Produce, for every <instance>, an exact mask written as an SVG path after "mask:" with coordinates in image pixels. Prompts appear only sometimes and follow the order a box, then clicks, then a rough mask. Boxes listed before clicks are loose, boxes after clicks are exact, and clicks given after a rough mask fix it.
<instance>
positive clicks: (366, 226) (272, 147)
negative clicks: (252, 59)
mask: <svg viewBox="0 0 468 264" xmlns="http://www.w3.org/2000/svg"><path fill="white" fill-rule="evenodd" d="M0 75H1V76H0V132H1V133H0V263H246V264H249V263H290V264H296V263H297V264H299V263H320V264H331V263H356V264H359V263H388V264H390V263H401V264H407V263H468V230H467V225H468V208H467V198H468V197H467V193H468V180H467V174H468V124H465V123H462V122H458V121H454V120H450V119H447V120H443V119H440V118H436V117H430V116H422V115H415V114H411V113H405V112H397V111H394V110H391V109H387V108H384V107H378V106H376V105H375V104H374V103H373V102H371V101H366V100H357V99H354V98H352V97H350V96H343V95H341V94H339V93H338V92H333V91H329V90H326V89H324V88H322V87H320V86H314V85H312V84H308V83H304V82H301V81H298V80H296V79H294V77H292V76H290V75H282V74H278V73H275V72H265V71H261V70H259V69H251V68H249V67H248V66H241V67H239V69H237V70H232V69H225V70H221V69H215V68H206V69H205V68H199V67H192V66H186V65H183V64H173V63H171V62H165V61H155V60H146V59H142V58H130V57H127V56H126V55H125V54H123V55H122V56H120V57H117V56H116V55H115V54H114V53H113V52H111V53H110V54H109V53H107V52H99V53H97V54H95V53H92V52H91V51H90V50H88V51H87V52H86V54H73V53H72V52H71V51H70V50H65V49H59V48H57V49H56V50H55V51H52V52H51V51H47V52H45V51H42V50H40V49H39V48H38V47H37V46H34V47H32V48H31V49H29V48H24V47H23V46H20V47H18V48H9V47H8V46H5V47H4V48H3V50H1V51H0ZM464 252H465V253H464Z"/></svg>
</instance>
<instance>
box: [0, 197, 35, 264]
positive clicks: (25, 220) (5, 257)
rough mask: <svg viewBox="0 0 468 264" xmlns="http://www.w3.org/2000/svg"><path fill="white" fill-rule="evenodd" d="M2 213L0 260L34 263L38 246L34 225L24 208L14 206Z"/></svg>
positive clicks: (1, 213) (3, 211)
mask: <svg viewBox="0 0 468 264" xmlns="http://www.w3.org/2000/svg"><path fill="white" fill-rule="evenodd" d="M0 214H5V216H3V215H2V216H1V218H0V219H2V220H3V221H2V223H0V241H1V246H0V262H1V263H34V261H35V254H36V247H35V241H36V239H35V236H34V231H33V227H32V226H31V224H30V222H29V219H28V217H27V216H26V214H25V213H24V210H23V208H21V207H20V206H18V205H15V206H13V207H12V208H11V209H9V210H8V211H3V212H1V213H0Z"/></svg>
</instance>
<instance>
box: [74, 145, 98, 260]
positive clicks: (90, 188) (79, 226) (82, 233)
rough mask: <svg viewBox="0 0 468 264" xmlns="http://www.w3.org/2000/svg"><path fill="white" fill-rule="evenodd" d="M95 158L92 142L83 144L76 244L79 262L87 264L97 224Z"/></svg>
☆ ☆ ☆
What you will do:
Copy out every row above word for word, from the first line through the last.

Exercise solution:
Produce, for every <instance>, an exact mask written as an SVG path after "mask:" with coordinates in image pixels. Prompts appear only sometimes and follow the order a box, then clicks, then a rough mask. Boxes listed before clicks are loose, boxes after clicks are exact, and clicks given after a rough mask fix it.
<instance>
positive clicks: (366, 226) (272, 147)
negative clicks: (252, 59)
mask: <svg viewBox="0 0 468 264" xmlns="http://www.w3.org/2000/svg"><path fill="white" fill-rule="evenodd" d="M0 75H1V76H0V132H1V133H0V263H246V264H249V263H290V264H296V263H297V264H299V263H320V264H331V263H356V264H359V263H388V264H390V263H401V264H407V263H468V230H467V225H468V208H467V198H468V197H467V193H468V180H467V174H468V124H465V123H462V122H458V121H454V120H450V119H447V120H443V119H440V118H436V117H430V116H422V115H415V114H411V113H405V112H397V111H394V110H391V109H387V108H384V107H378V106H376V105H375V104H374V103H373V102H371V101H366V100H357V99H354V98H352V97H350V96H343V95H341V94H339V93H338V92H333V91H329V90H326V89H324V88H322V87H320V86H314V85H312V84H308V83H304V82H301V81H298V80H296V79H294V77H292V76H290V75H282V74H278V73H275V72H265V71H261V70H259V69H251V68H249V67H248V66H241V67H239V69H237V70H232V69H225V70H221V69H215V68H206V69H205V68H199V67H192V66H186V65H183V64H173V63H171V62H165V61H155V60H146V59H142V58H130V57H127V56H126V55H125V54H123V55H122V56H120V57H117V56H116V55H115V54H114V53H113V52H111V53H110V54H109V53H107V52H99V53H97V54H95V53H92V52H91V51H90V50H88V51H87V52H86V54H73V53H72V52H71V51H70V50H65V49H59V48H57V49H56V50H55V51H52V52H51V51H47V52H45V51H42V50H40V49H39V48H38V47H37V46H34V47H32V48H31V49H29V48H24V47H23V46H20V47H18V48H9V47H8V46H5V47H4V48H3V50H1V51H0ZM464 252H465V253H464Z"/></svg>
</instance>
<instance>
box: [0, 197, 35, 264]
positive clicks: (25, 220) (5, 257)
rough mask: <svg viewBox="0 0 468 264" xmlns="http://www.w3.org/2000/svg"><path fill="white" fill-rule="evenodd" d="M2 213L0 260L34 263L38 246L34 225L24 208L14 206Z"/></svg>
positive clicks: (1, 213) (3, 211)
mask: <svg viewBox="0 0 468 264" xmlns="http://www.w3.org/2000/svg"><path fill="white" fill-rule="evenodd" d="M0 214H5V216H3V215H2V216H1V218H0V219H2V220H3V221H2V223H0V241H1V246H0V262H1V263H34V261H35V254H36V247H35V241H36V239H35V236H34V231H33V227H32V226H31V224H30V222H29V219H28V217H27V216H26V214H25V213H24V210H23V208H21V207H20V206H18V205H15V206H13V207H12V208H11V209H9V210H8V211H3V212H1V213H0Z"/></svg>
</instance>
<instance>
box: [74, 145, 98, 260]
positive clicks: (90, 188) (79, 226) (82, 233)
rough mask: <svg viewBox="0 0 468 264" xmlns="http://www.w3.org/2000/svg"><path fill="white" fill-rule="evenodd" d="M95 158L92 142L83 144L76 244L79 262L87 264L97 224Z"/></svg>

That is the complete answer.